- _Extracted data entries_
== Segment start ==

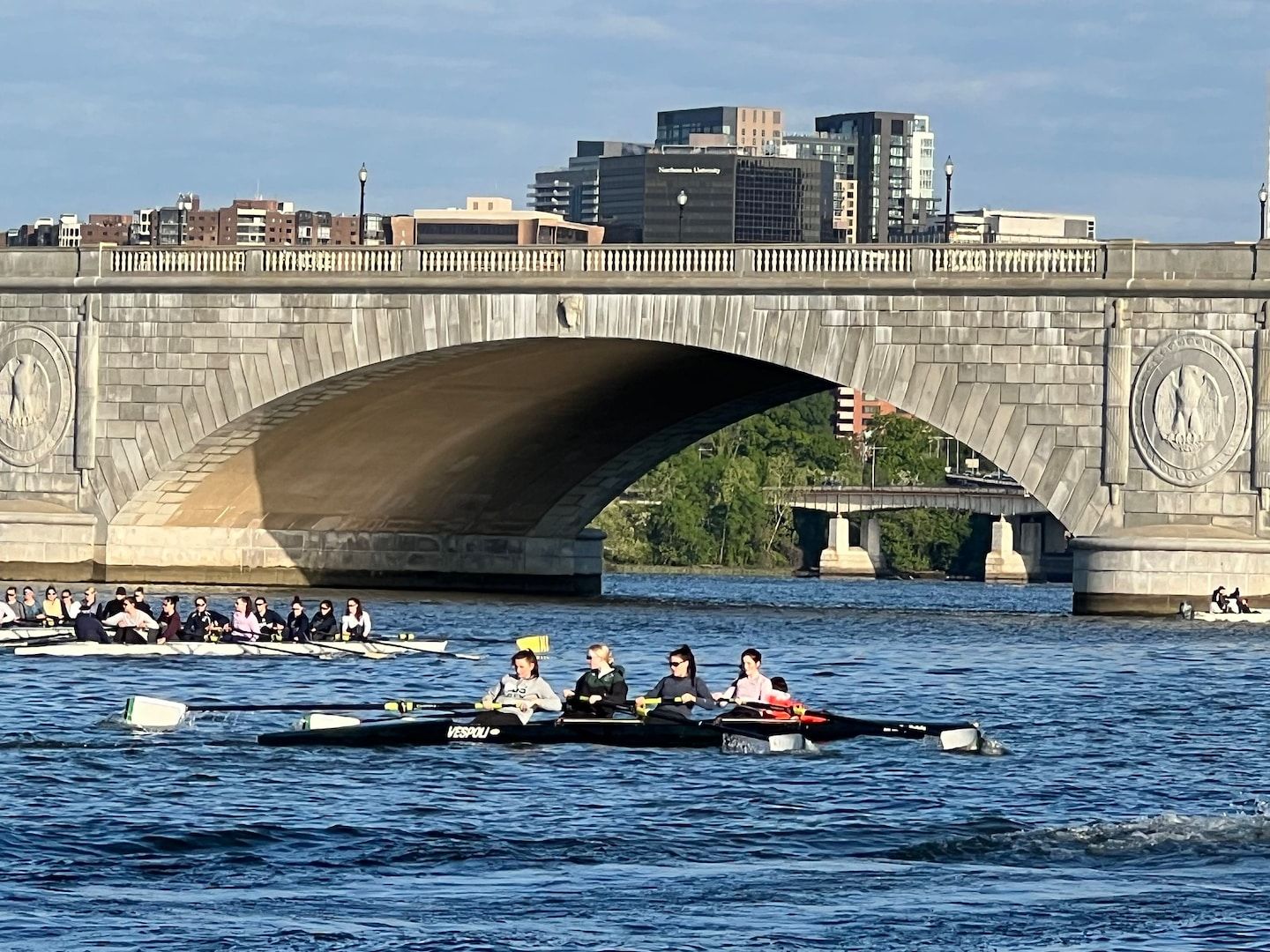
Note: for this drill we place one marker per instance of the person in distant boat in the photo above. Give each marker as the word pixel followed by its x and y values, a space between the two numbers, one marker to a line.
pixel 202 621
pixel 31 607
pixel 169 621
pixel 680 689
pixel 600 688
pixel 296 628
pixel 131 623
pixel 357 622
pixel 116 605
pixel 324 626
pixel 751 683
pixel 140 598
pixel 88 628
pixel 52 607
pixel 244 625
pixel 271 622
pixel 519 695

== Segment end ==

The records above are to be restated exactly, with all pictures omitted.

Note: for this drill we place one marker per instance of the person in distant boat in the photo above. Give each marker as the word pixel followed by its x and y values, a space between the two numbers, one marker to a line.
pixel 202 621
pixel 31 607
pixel 169 621
pixel 680 689
pixel 600 688
pixel 296 628
pixel 131 623
pixel 357 622
pixel 116 605
pixel 324 626
pixel 751 683
pixel 140 598
pixel 88 628
pixel 52 607
pixel 244 625
pixel 271 622
pixel 519 695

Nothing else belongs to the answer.